### Point localization data
↓↓↓
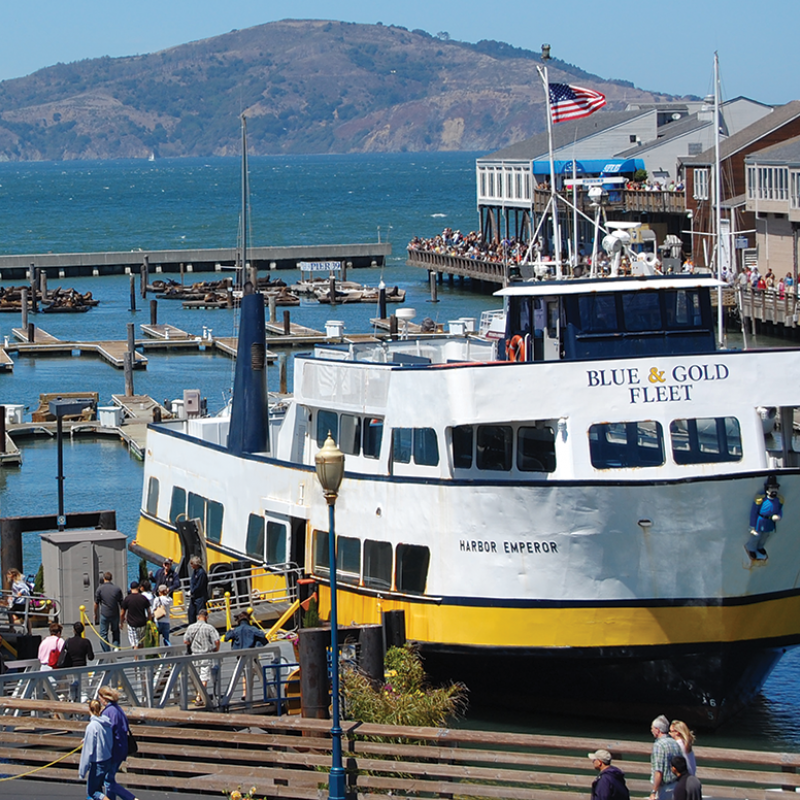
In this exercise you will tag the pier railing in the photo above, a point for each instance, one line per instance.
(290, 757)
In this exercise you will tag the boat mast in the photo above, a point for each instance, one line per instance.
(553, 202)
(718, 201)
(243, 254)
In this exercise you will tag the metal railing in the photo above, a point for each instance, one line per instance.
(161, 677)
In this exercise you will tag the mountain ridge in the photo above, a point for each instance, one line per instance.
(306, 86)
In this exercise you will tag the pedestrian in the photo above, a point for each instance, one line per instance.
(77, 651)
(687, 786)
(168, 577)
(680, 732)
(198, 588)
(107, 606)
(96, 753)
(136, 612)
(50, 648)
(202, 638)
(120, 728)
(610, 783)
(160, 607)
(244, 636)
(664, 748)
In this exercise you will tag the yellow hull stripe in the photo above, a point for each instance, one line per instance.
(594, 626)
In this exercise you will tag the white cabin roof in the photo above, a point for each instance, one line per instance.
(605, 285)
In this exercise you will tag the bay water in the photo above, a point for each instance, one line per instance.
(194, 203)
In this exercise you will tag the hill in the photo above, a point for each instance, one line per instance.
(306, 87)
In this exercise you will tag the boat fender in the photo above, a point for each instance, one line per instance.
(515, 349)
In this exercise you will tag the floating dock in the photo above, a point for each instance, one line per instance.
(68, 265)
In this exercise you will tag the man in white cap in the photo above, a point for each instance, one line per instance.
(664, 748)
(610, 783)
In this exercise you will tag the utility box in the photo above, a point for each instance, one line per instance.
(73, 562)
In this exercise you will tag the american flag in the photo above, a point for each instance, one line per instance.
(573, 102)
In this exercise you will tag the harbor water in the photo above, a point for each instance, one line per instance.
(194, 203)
↑↑↑
↓↓↓
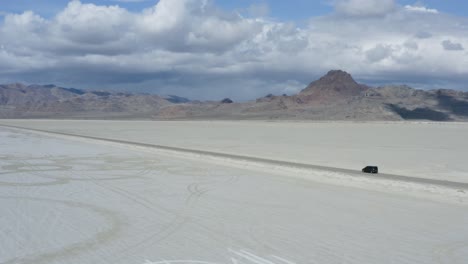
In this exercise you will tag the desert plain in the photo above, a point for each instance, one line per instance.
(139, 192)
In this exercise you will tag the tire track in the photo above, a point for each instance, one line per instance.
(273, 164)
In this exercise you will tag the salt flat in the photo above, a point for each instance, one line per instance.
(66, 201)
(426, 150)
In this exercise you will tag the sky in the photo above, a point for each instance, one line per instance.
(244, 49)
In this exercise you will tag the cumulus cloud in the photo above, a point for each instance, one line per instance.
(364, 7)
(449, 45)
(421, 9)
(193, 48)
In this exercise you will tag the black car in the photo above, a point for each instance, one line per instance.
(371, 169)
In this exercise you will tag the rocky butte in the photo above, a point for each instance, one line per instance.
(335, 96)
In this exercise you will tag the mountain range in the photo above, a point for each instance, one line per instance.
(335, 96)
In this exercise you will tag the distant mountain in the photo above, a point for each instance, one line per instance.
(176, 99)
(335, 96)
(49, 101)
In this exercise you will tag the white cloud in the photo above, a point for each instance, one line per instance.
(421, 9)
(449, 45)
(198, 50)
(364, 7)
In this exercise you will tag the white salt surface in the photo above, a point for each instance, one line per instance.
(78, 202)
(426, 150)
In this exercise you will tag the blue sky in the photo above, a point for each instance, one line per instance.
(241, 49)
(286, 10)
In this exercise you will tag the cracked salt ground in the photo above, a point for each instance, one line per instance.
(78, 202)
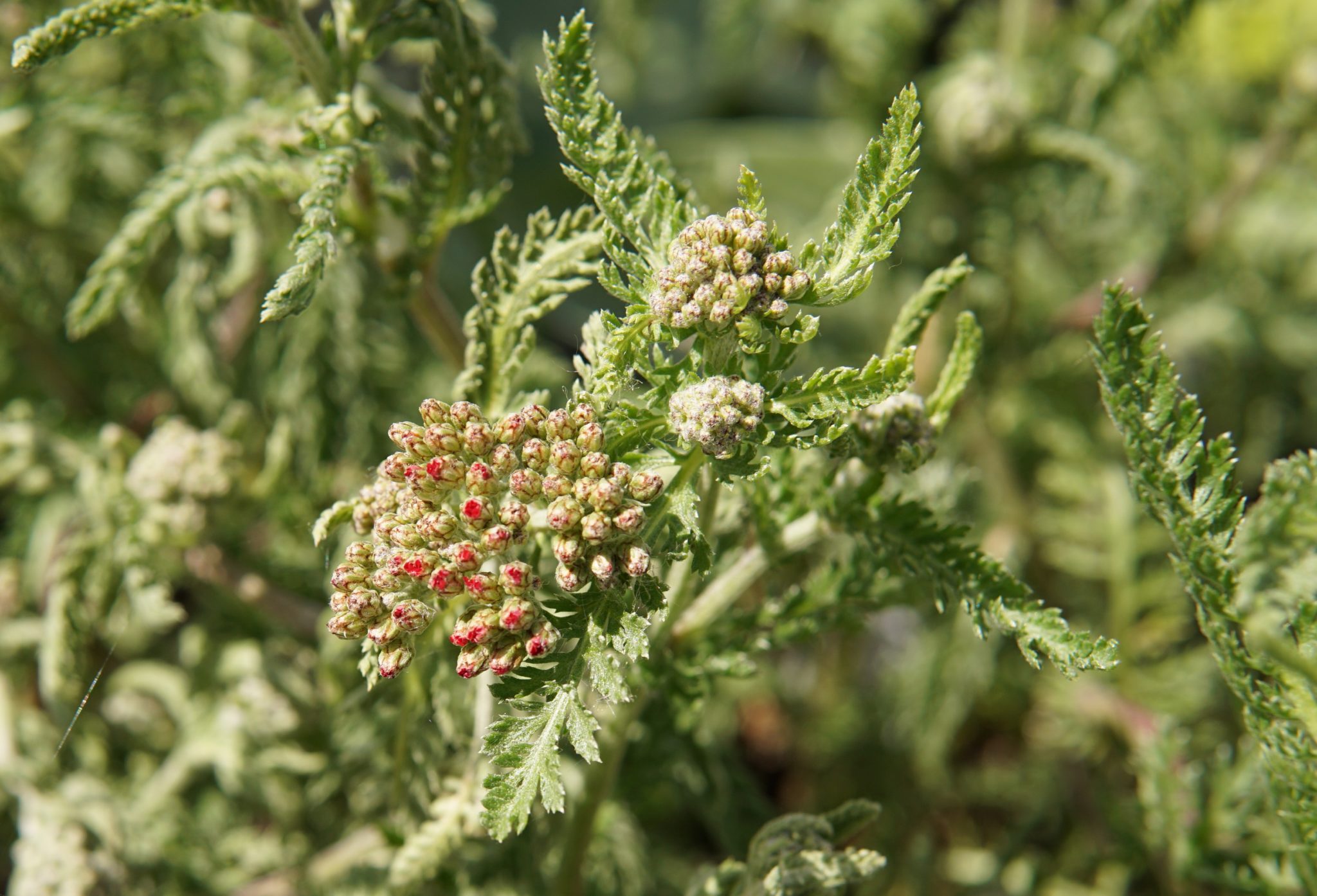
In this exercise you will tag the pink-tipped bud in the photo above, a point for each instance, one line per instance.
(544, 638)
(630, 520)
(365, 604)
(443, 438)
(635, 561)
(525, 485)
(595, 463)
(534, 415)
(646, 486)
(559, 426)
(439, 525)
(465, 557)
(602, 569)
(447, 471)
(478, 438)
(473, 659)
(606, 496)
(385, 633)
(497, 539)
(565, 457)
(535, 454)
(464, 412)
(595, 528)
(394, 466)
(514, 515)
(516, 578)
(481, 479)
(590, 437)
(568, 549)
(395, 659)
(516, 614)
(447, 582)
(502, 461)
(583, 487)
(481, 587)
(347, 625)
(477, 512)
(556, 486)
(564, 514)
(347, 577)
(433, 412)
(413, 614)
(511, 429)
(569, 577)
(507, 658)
↑↑↑
↓↓↓
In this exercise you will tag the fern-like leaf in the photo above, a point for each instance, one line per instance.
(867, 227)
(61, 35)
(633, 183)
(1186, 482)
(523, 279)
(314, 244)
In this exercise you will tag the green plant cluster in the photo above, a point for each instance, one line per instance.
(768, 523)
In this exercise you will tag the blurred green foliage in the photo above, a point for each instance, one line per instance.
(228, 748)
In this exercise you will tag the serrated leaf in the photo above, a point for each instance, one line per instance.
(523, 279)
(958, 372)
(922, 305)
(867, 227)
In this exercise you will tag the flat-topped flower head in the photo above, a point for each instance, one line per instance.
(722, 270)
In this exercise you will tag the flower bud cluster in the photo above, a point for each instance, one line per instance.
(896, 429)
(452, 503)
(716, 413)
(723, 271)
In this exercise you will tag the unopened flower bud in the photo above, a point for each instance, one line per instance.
↑↑↑
### Description of the task
Look above for the line containing "In this exercise you will tag the serrated" and the line containing "In this exercise you will tag the unopened". Transcribe both, with the lines between them, exactly.

### Response
In this exercise you will tag the serrated leaf in the photo above, a point for each instance, one line per instance.
(523, 279)
(958, 372)
(922, 305)
(867, 227)
In this exercise you will tag the flat-topped flower head in the photo above, a point for each instance, one line per instance.
(722, 270)
In this exercise you will tag the flower bud cluster in the photo above, a point for each instance, one line per instance.
(896, 429)
(452, 503)
(716, 413)
(723, 271)
In this exercise you will tag the unopened flower bud in the photo above, a point for each instance, one line per instance.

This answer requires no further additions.